**Sumber**:
——
Dua Kesimpulan Menurut Hobbes, yaitu :
a)Menata masyarakat berdasarkan prinsip-prinsip normatif,
b)Masyarakat hanya dapat ditata dalam perdamaian, apabila pengaruh emosi dan nafsu-nafsu dapat dielakkan.
Sehingga dapat disimpulkan bahwa apabila Negara ingin menata masyarakat, Negara harus mengerti terlebih dahulu apa yang menjadi kemauan dari masyarakat itu sendiri melalui cara ilmu ukur {more geometrico}.

b. Pengandaian-pengandaian Antropologis
Untuk merencanakan pengaturan masyarakat, Hobbes mengadakan dua reduksi yang sangat radikal, yaitu :
Mengesampingkan kebebasan kehendak manusia.
Mengembalikan segala kelakuan manusia pada satu dorongan saja.
Dengan kata lain, Hobbes tidak menganggap adanya akal budi sebagai faktor penentu dari tindakan seorang manusia itu sendiri. Hobbes juga memiliki dua akar pandangan yang bersifat Teologis dan berlatarbelakang ilmu alam.
a)Teologis
Nominalisme, yaitu melebih-lebihkan kemahakuasaan Allah S.W.T dan menganggap manusia tidak memiliki kemampuan untuk mengambil sikap atas dirinya sendiri.
b)Ilmu-ilmu Alam
Determinisme, yaitu alam tidak mungkin terjadi tanpa adanya sebab.
Kesimpulan menurut Hobbes yaitu pengaruh emosi atau nafsu atas tatanan masyarakat dapat dinetralisasikan. Dengan kata lain, masyarakat dapat dikendalikan dalam suatu rancangan yang menjadikan masyarakat itu hidup tentram dan sejahtera.


c. Teori Perjanjian Negara
Adanya teori seperti ini, disebabkan karena adanya persaingan antar individu yang saling mengancam eksistensi masing-masing yang lama-lama akan meluas menjadi perang semua lawan semua. Dan untuk mengatasi hal tersebut, mereka akan membentuk suatu lembaga yang berfungsi sebagai pengatur dan pelindung mereka, yaitu Negara melalui peraturan perundang-undangannya.
Maka dengan itu, Hobbes menarik kesimpulan bahwa Negara karena dibentuk atas perjanjian kumpulan individu-individu, maka Negara tidak terikat oleh perjanjian dan tidak dapat juga untuk melanggar perjanjian itu. Artinya, dalam perjanjian tersebut melimpahkan semua suaranya kepada Negara namun, Negara tidak memiliki tanggungan atas apa yang mereka tuntut pada Negara.

d. Negara, Leviathan, Deus Mortalis, Manusia Buatan
Negara, sang Leviathan, oleh Hobbes dijuluki sebagai “manusia buatan” dan Deus Mortalis, Allah yang dapat mati. Artinya, dapat disimpulkan bahwa Negara itu merupakan buatan dari manusia yang memiliki pencerminan seperti manusia, selain itu Negara bagaikan Allah yang merupakan sumber segala wewenang. Akan tetapi, kemutlakan wewenang Negara itu bukan berarti Negara tidak dapat membuat undang-undang yang baik untuk negaranya.
——
**Baris Tersimpan**:
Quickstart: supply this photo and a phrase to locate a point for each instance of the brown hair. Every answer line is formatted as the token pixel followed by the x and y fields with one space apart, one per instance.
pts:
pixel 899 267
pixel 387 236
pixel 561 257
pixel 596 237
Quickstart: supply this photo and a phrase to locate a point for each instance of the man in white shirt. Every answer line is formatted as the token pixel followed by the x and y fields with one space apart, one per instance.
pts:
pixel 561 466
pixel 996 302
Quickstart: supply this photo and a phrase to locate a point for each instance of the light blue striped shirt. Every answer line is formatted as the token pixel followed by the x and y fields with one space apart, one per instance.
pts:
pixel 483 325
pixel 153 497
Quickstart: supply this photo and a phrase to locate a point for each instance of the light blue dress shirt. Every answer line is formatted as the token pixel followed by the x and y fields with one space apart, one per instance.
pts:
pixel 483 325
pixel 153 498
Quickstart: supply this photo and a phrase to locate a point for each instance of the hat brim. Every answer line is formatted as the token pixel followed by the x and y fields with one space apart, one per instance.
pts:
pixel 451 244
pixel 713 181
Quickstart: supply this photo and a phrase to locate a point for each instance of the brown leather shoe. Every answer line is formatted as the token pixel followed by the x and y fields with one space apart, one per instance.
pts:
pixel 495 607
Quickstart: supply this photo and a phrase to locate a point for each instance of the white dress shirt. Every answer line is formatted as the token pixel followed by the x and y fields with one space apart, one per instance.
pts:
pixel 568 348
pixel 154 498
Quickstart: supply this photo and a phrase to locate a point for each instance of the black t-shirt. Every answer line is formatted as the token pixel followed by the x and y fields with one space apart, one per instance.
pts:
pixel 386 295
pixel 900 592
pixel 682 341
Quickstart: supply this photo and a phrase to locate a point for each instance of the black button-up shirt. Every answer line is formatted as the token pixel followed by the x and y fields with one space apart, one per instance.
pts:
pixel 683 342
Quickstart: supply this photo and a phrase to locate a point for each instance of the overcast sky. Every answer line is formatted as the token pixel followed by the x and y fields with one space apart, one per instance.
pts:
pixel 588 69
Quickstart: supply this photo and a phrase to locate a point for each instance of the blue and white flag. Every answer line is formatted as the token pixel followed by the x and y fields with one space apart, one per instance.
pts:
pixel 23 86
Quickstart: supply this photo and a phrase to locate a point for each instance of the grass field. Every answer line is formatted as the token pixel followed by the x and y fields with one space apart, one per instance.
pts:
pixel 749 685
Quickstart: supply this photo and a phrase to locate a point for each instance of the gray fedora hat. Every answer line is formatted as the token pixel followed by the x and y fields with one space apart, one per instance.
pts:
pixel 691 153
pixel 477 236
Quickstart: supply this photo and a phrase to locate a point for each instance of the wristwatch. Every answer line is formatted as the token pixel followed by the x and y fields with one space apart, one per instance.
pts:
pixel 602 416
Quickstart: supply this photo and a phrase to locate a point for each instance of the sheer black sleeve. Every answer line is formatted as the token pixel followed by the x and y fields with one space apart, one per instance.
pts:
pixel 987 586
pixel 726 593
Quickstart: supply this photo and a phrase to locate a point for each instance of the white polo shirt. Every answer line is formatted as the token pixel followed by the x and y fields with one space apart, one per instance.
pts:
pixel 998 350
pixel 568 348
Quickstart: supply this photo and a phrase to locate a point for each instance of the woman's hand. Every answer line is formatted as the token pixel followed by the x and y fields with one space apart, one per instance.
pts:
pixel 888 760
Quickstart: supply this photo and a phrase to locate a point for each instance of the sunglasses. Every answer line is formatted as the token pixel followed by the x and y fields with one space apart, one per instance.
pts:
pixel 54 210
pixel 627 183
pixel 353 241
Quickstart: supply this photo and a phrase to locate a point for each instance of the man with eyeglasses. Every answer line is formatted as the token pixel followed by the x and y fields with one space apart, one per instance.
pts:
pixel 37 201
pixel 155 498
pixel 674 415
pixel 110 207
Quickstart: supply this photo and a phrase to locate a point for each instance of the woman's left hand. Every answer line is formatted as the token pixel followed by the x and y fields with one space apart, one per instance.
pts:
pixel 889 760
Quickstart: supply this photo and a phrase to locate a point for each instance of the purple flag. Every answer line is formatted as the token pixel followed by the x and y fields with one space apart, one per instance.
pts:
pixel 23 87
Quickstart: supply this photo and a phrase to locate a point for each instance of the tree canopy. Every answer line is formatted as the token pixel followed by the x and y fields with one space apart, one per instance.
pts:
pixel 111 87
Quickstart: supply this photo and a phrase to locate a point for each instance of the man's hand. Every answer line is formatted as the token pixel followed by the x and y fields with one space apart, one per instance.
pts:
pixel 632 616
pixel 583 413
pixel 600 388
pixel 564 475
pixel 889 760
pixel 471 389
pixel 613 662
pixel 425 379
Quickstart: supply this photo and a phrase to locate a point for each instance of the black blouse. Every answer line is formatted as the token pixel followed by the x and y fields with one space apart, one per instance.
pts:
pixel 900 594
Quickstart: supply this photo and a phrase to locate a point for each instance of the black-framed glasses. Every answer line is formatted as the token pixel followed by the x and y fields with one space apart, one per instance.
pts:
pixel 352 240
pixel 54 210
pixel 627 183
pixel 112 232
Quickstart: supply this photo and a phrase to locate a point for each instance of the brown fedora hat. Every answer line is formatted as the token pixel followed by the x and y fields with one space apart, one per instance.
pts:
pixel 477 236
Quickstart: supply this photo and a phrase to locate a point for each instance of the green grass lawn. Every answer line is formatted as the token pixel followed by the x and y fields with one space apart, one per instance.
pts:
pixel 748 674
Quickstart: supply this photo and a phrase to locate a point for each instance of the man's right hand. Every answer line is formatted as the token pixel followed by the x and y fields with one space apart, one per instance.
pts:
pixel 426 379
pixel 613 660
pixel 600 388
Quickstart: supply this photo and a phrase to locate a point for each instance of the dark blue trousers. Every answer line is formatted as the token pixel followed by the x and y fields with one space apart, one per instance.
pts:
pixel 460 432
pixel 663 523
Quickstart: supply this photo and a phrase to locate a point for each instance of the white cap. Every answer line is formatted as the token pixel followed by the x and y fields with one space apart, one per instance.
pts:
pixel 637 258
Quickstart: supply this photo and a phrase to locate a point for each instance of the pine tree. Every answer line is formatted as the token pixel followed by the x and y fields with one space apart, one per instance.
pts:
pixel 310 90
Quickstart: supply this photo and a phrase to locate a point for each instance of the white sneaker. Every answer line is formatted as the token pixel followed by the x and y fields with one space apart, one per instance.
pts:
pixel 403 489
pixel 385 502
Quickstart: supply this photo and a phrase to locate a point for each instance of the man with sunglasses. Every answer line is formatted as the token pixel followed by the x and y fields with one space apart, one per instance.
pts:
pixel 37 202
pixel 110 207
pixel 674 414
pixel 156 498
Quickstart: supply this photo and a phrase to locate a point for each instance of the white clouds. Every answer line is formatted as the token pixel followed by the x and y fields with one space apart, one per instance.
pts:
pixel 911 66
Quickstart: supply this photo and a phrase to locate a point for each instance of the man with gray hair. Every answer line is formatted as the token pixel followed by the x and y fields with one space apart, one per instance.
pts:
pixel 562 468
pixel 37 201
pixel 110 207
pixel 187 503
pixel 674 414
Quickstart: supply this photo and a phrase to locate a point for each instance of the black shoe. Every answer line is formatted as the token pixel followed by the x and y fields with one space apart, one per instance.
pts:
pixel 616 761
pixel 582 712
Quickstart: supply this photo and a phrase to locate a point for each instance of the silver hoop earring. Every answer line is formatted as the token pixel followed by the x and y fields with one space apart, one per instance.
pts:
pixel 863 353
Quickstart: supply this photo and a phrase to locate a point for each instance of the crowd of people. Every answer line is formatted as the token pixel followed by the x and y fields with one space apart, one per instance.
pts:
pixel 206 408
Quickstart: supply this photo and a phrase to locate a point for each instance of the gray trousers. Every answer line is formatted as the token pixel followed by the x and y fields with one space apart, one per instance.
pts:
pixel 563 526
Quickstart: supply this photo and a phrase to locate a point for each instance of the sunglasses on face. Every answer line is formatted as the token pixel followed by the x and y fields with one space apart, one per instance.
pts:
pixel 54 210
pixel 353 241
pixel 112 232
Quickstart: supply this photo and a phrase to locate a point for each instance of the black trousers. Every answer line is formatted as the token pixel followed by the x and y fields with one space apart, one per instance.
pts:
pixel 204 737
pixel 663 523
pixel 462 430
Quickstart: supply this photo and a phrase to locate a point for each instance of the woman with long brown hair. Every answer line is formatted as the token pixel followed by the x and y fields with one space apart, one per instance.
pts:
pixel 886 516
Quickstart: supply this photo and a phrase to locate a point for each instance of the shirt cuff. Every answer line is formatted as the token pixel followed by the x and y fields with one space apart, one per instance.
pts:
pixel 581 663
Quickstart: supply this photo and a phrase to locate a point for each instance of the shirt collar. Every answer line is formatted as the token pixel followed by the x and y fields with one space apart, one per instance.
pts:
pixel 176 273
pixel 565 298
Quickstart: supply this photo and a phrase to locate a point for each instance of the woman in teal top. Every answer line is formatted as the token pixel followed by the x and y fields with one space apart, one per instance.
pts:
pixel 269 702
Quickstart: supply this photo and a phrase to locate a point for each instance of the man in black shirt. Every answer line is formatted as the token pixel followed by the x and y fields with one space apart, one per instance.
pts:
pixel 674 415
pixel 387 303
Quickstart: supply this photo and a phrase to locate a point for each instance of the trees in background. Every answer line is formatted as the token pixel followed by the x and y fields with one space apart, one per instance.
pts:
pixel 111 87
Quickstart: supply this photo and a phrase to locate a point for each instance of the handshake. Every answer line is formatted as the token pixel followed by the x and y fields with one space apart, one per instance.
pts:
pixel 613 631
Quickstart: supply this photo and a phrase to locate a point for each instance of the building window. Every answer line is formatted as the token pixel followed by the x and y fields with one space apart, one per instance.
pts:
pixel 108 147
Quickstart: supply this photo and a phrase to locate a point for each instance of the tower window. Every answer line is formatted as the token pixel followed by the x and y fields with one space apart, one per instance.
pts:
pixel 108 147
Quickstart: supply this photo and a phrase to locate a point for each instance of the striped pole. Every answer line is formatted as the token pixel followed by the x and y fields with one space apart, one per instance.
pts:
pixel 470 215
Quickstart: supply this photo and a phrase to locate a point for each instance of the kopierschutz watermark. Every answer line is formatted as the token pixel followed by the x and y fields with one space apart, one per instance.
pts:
——
**Ketentuan Tugas**:
1. Salin ulang baris-baris entri tanpa perubahan apa pun, mulai dari awal entri sampai baris yang memuat "pixel 495 607", dengan kedua ujungnya ikut disertakan.
2. Tolong lanjutkan teks tentang pemikiran Hobbes mengenai negara, dimulai setelah kalimat terakhirnya.

**Hasil Latihan**:
1.
Quickstart: supply this photo and a phrase to locate a point for each instance of the brown hair. Every answer line is formatted as the token pixel followed by the x and y fields with one space apart, one per instance.
pts:
pixel 899 267
pixel 387 236
pixel 561 257
pixel 596 237
Quickstart: supply this photo and a phrase to locate a point for each instance of the man in white shirt. Every answer line is formatted as the token pixel followed by the x and y fields with one space apart, one per instance.
pts:
pixel 561 466
pixel 996 302
Quickstart: supply this photo and a phrase to locate a point for each instance of the light blue striped shirt. Every answer line is formatted as the token pixel followed by the x and y fields with one space apart, one per instance.
pts:
pixel 483 325
pixel 153 497
Quickstart: supply this photo and a phrase to locate a point for each instance of the light blue dress shirt. Every answer line is formatted as the token pixel followed by the x and y fields with one space apart, one per instance.
pts:
pixel 483 325
pixel 153 498
Quickstart: supply this photo and a phrase to locate a point for each instance of the hat brim. Every answer line is formatted as the token pixel followed by the x and y fields with one space apart, one per instance.
pts:
pixel 451 244
pixel 713 181
Quickstart: supply this photo and a phrase to locate a point for each instance of the brown leather shoe. Every answer line is formatted as the token pixel followed by the x and y fields with one space apart, one per instance.
pts:
pixel 495 607

2.
Ada dua penghalang bagi kesewenangan penguasa menurut Hobbes, yaitu :
1)Kesadaran dari penguasa itu sendiri.
2)Hak alamiah setiap orang untuk melindungi diri.
Sehingga sampailah pada kesimpulan bahwa Negara itu bebas menentukan segalanya yang bersifat baik bagi rakyat akan tetapi tidak bebas untuk bertindak dengan jahat.

2. Sang Leviathan : Meyakinkankah Dia ?
a. Daya Pengancam sebagai Dasar Kekuasaan
Hukum merupakan sarana formal yang dibentuk oleh pihak yang berkuasa yang digunakan untuk warga negaranya. Namun, apabila Negara mulai melakukan penindasan dan membunuh warga negaranya sendiri, maka Negara akan bubar dengan sendirinya karena keberadaan Negara sudah tidak diakui dan ditaati oleh warga negaranya sendiri.
Kekuasaan Negara Hobbes memiliki beberapa kelemahan, yaitu salah satunya mendasarkan kekuasaan Negara hanyalah pada perasaan takut warga negaranya tehadap hukum. dan Negara yang semacam ini merupakan Negara yang sangat rapuh.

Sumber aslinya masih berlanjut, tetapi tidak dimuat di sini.